아래 항목을 모두 한 글자도 바꾸지 말고 그대로 옮겨 적으세요.
++++++++++
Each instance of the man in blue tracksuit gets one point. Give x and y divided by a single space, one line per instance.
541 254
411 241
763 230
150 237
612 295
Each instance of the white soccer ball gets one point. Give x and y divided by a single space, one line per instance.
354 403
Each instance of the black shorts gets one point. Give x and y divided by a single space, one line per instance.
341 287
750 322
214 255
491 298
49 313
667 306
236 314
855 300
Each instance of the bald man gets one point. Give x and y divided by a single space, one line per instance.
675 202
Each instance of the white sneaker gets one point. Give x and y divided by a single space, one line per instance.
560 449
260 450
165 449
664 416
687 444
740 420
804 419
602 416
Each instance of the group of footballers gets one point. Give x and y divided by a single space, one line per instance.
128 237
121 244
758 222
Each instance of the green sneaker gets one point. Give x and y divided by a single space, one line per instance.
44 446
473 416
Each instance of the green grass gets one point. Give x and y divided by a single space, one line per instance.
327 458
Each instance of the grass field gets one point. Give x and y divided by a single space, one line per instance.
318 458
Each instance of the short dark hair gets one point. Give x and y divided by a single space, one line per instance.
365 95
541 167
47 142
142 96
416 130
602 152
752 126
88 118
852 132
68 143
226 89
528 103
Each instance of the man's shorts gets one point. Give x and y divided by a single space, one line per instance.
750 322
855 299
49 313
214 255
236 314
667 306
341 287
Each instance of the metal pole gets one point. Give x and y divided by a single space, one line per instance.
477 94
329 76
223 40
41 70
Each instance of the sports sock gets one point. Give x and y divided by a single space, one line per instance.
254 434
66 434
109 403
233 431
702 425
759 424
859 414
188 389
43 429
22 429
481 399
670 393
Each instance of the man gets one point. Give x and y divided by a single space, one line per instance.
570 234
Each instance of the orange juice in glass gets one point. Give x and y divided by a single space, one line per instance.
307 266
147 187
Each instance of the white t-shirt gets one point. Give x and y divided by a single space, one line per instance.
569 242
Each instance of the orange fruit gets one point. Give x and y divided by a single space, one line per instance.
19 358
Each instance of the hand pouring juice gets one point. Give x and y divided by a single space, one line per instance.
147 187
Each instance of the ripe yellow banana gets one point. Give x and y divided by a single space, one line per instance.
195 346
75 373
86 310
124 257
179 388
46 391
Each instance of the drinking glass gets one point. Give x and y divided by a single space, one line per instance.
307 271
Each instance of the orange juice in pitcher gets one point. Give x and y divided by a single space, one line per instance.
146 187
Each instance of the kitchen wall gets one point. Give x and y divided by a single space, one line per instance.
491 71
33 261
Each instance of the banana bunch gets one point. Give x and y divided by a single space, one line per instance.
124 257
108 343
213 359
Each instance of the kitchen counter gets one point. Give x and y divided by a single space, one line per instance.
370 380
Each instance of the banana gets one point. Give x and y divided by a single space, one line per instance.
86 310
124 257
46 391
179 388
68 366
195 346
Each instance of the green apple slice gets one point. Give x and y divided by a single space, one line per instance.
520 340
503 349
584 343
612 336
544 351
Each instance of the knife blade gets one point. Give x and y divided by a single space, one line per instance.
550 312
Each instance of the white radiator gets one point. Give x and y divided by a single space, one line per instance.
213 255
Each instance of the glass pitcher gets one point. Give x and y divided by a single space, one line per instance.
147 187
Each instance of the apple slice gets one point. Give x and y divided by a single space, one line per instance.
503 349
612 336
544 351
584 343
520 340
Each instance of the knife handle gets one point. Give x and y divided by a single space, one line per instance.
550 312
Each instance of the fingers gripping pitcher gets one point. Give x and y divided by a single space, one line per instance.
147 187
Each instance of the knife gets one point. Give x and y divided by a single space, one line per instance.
++++++++++
## 과제 정답
Each instance of the man in blue tracksuit gets one point. Give x and y divided by a single space, one line per instance.
541 254
411 241
763 230
150 237
612 295
Each instance of the white soccer ball gets one point. Give x and y divided by a single space, one line per instance.
354 403
Each instance of the black shorts gets one point. Give x and y divided by a single space, one line per instance.
341 287
750 322
214 255
491 298
49 313
667 306
236 314
855 300
Each instance of the bald man gets one point. Give x and y divided by a single space, one line per instance.
675 202
Each instance of the white sneaker gets one point. Give x and y divided by a single space, one line per instance.
560 449
260 450
165 449
664 416
687 444
740 420
804 419
602 416
Each instance of the group of footballers gets one point. Give x and y divided by a single space, one line per instance.
128 237
121 244
758 222
Each instance of the green sneaker gets one point. Give x and y divided by a single space, one line per instance.
44 446
473 416
Each instance of the green grass gets one point. Give x and y divided by a single space, one line per instance.
327 458
Each instance of the grass field gets one point. Give x and y divided by a single space, one line per instance.
318 458
Each instance of the short dark hair gets one point. Give x and y divided by a single space, one line per instance.
365 95
541 167
47 142
142 96
416 130
602 152
752 126
88 118
852 132
68 143
226 89
528 103
Each instance of the man's shorts gets one point. Give x and y divided by a single space, one line per instance.
750 322
855 299
49 313
214 255
236 314
667 306
341 287
Each instance of the metal pole gets one point. Give x and y divided by a single space, one line per instance.
477 94
329 76
223 40
41 70
Each instance of the sports sock gets one point. Give x and y divided by a single space, one line per instance.
254 434
66 434
109 403
233 431
702 425
759 424
859 414
188 389
43 429
22 429
481 399
670 393
Each instance of the man gets one point. Give x and y divided by a single space, one line per instance.
570 234
Each instance of the orange juice in glass gets one point. Give x and y divided by a single space, one line per instance.
307 266
147 187
Each instance of the white t-shirt gets one point. Give x and y divided by a single space, one line per instance.
569 242
Each instance of the orange fruit gets one point. Give x and y divided by a single space, one line per instance.
19 358
Each instance of the hand pouring juice gets one point. Give x and y divided by a single space, one line per instance.
147 187
Each instance of the ripe yellow banana gets one point. Give x and y divided by a single space, one line per instance.
195 346
75 373
86 310
124 257
179 388
46 391
Each instance of the drinking glass gets one point. Give x and y divided by a single space, one line per instance.
307 271
Each instance of the orange juice in pitcher gets one point. Give x and y divided by a single space, one line per instance.
146 187
Each instance of the kitchen wall gets one point. Give x and y divided by a single space, one line per instance.
491 71
33 261
Each instance of the banana bunch gets one point. Give x and y divided by a single space, one line per instance.
124 257
108 343
213 359
Each instance of the kitchen counter gets one point. Give x and y divided by a single space, one line per instance.
370 380
Each instance of the banana gets one point. Give x and y divided by a single space, one line per instance.
86 310
124 257
46 391
179 388
68 366
195 346
Each instance of the green apple slice gets one point. Give x and y divided by a single space, one line per instance.
520 340
503 349
584 343
612 336
544 351
Each instance of the knife blade gets one point. Give x and y divided by a single space, one line per instance.
550 312
Each instance of the white radiator gets one point. Give x and y divided by a single space, one line per instance.
213 255
Each instance of the glass pitcher gets one point. Give x and y divided by a single space, one line per instance.
147 187
Each instance of the apple slice gets one point. Give x and y divided by a single space, one line per instance.
503 349
612 336
544 351
584 343
520 340
Each instance of the knife handle gets one point. Give x and y divided by a single space, one line per instance.
550 312
Each instance of the fingers gripping pitcher gets one point. Give x and y divided by a single space, one line per instance.
147 187
Each instance of the knife gets one point. Give x and y divided by a single space, one line per instance.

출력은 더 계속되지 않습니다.